• [Aufgabe]: Wie viele Wahlberechtigte hat der Bezirk Vinschgau laut dem Interview mit David Frank?

• [Lesetext]:
——————

Politik | Landtagswahl

„Eier? Wir brauchen Leute mit Hirn!“

David Frank tritt als Kandidat der JG für die SVP bei den Landtagswahlen an. Ein Gespräch über brennende Themen, Jugend und Politik sowie den Trend zum Polemisieren.
Salto.bz: Herr Frank, Sie kommen aus dem Vinschgau, einem der kleinen Bezirke, denen traditionell weniger Bedeutung beigemessen wird als vergleichsweise dem Pustertal.
 
David Frank: Leider Fakt.
 
 
Ist es als SVP-Kandidat  bei all der Konkurrenz  in einem kleinen Bezirk noch um einiges schwieriger, genügend Stimmen auf sich zu vereinen, um in den Landtag einzuziehen?
 
Ich glaube, dass der Vinschgau das Potential hat, politisch vertreten zu sein – wenn die Vinschgerinnen und Vinschger das wollen. Josef Noggler, Verena Tröger und ich kandidieren für die SVP im Bezirk Vinschgau, wir sind allerdings vollkommen unterschiedliche Charaktere mit unterschiedlichen Zielgruppen – und ich rechne mir durchaus Chancen aus. Die größte Herausforderung für mich ist allerdings, in kurzer Zeit die nötige Bekanntheit zu erlangen. Viele kennen mich bereits als Musiker – ich spiele Ziehharmonika und habe 2019 mein Debüt-Album „Amazia“ veröffentlicht – als Politiker bin ich jedoch noch ein unbeschriebenes Blatt.
 
 
Ich glaube, dass der Vinschgau das Potential hat, politisch vertreten zu sein – wenn die Vinschgerinnen und Vinschger das wollen.
 
 
Wir haben rund 27.000 Wahlberechtigte in unserem Bezirk, das Problem des Vinschgaus bei der letzten Landtagswahl war allerdings, dass viele Stimmen zu Kandidaten beispielsweise aus dem Burggrafenamt abgewandert sind und die Vinschger nicht die Vinschger gewählt haben. Deshalb sind wir im Landtag auch nicht angemessen vertreten – Sepp Noggler als einziger Kandidat hat es natürlich nicht leicht – und wir müssen auf die Lösung vieler Probleme warten, die uns direkt betreffen.

——————

• [Erfasste Daten]:
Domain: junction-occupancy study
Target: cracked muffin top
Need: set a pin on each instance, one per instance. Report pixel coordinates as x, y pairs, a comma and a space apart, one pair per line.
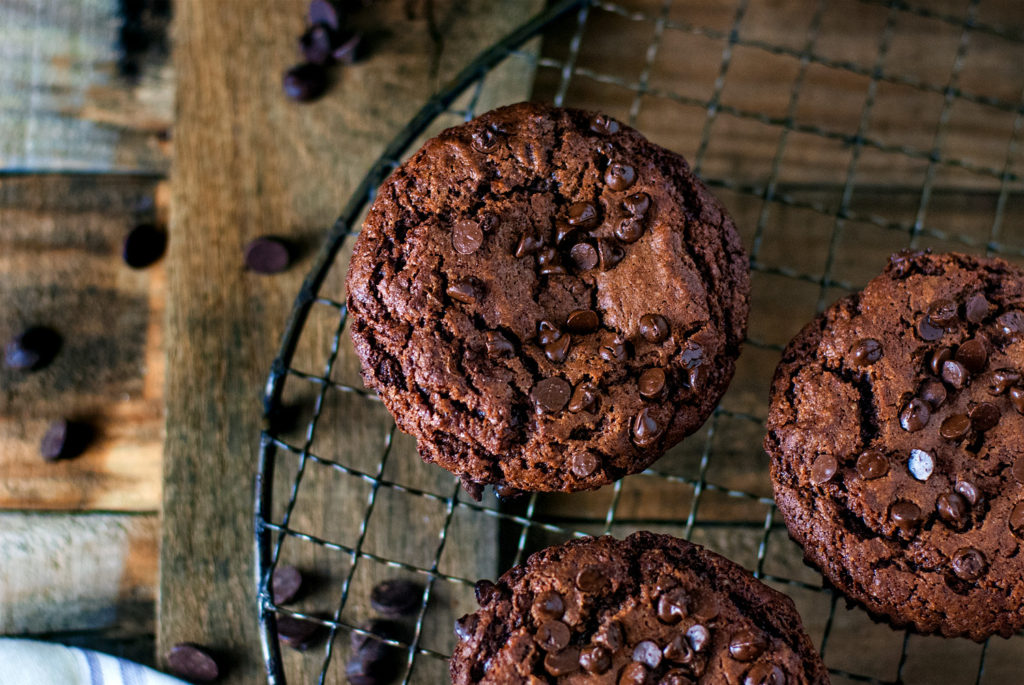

——————

• [Lösung]: Rund 27.000.